AIM: Set down the material once more, exactly as it appears.

>> Start

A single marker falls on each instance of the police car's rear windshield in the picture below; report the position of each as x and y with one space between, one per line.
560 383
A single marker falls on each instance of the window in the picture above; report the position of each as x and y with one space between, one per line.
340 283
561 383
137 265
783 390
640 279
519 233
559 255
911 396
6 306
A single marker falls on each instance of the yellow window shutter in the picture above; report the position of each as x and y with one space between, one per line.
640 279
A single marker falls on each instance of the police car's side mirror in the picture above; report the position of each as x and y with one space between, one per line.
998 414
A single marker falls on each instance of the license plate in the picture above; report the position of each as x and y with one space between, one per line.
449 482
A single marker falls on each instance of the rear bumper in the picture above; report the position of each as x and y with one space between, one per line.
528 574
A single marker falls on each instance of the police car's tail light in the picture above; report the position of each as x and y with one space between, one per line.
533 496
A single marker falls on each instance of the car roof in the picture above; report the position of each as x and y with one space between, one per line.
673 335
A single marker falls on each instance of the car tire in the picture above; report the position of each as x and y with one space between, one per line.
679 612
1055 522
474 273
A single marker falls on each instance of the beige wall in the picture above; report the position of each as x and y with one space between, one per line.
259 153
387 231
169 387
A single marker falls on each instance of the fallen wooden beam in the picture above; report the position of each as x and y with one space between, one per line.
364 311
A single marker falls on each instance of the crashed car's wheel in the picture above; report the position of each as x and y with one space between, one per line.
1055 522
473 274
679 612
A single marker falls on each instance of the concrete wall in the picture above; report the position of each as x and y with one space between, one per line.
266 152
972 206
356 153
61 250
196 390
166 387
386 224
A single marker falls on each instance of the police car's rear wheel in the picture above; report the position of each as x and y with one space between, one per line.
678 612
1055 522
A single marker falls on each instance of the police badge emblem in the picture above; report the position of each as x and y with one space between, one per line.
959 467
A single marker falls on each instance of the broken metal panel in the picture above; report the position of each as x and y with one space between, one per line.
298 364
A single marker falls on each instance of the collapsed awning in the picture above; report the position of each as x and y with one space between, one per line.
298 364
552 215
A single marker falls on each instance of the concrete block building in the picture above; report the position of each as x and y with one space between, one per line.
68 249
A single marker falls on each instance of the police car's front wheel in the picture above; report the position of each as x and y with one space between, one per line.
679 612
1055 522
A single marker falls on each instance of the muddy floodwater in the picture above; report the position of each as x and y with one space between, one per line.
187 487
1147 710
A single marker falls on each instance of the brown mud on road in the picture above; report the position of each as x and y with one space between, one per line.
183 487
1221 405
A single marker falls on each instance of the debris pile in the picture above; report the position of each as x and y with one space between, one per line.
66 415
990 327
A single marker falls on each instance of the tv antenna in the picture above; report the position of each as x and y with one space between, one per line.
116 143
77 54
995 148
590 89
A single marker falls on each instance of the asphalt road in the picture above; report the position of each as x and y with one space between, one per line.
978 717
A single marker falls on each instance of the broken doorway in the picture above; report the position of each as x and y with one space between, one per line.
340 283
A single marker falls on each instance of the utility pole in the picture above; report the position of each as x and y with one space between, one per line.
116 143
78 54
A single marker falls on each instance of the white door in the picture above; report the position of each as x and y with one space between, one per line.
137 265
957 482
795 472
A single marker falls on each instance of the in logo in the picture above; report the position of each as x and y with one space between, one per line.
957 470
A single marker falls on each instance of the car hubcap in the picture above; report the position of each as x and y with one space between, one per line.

>> End

WRITTEN ANSWER:
A single marker falls on each instance of the police car's rear windshield in the picture below; report the position of each as x and y with one space between, one per line.
560 383
A single marker falls on each instance of the window in the picture above; report the position of each as x and y with one space between, one per line.
340 283
561 383
137 265
783 390
640 279
519 233
559 255
911 396
6 306
A single marker falls on each instance of the yellow window shutter in the picture above; report the position of each as x and y with one space between, one per line.
640 279
A single marker falls on each instance of the police car's side mirror in the picture above; report the position of each as x and y with one space between, one per line.
998 414
A single marker falls on each instance of the license plate in the picture above; report the position of each as x and y with one space between, one per line.
449 482
A single marker falls on each instance of the rear bumper in the picture above; report the position of each as x and y with one space between, one per line.
528 574
A single marker falls on each instance of the police car's tail light in the picture above; report the position of each as x and y with one space between, one per line.
533 496
A single marker falls on each instance of the car roof in the picture above; report the position of each as x and y with one space between, one per line.
673 335
A single marker falls on each instance of the car tire in the picture above; report the position of each as x and y with one space between, one per line.
679 612
1055 522
474 273
A single marker falls on each instance of the beige wall in the picture above; report the position of each as x and y with one space between, one per line.
259 153
387 231
169 387
A single marker falls on each instance of the fallen wooden beam in the picture above; report the position of each as x and y with one space between, one per line.
364 311
A single marker falls on each instance of the crashed car's wheel in the picture above; report the position of each as x and y with one space between, one per line.
1055 522
473 274
679 612
A single marker falls on each instance of the concrete wall in the picture above; report the position of each as x and y with one space between, one per line.
266 152
972 206
356 153
61 250
196 390
166 387
386 224
A single marker falls on each instance of the police car's rear wheel in the picture above; report the position of each as x and y with one space between, one per line.
678 612
1055 522
A single marker falls on each instance of the police badge emblem in the picture above; report the position of each as x and y with one space between, one per line.
959 467
A single marker falls on each instance of the broken metal panel in the picture above; report the position of each as x and y with one space between, one per line.
298 364
A single marker falls on each instance of the collapsed awning in the picture above; report the position of each as x and y with one space between, one per line.
298 364
552 215
A single marker falls on each instance of the concrete block building in the picture above; report the position of each as x and y with one space between, one per line.
68 249
A single marker falls on each instance of the police car's front wheel in the picture above; report the position of each as x and y with one space between, one per line.
679 612
1055 522
A single marker falls on each instance of the muddy floodwater in the picture above; report the position of each as x and y with one space between, one per line.
187 487
1147 710
A single marker falls on each instance of the brown mud on road in the picture above; report the position of each as x and y with one space between, one per line.
183 487
1221 405
A single marker falls on each instance of the debris pile in the picture above; report the position of each as x and y with one space between, one per line.
66 415
990 327
A single marker falls on each instance of the tv antenna in the picture above; report the position of each as x and y with one space between, one per line.
116 143
77 54
995 148
590 89
A single marker falls on each instance of the asphalt road in the picture above; report the position of each as x and y with one space between, one per line.
978 717
A single marker falls on each instance of the broken doorway in the picture above; report the position of each as x and y with one space between, one per line.
340 283
A single marker falls on each instance of the utility pole in the picture above; report the position of each as x and y with one space between, one per line.
116 143
78 54
A single marker falls on each instance of the white door in the picture above; report the position of each as x and y with one space between, one per line.
137 265
957 482
795 472
A single marker falls on each instance of the in logo in the picture above; report the position of each as x and y with one space between, one per line.
957 470
A single marker falls on each instance of the car hubcap in the picture above; report the position of each as x and y with one space between, one per line.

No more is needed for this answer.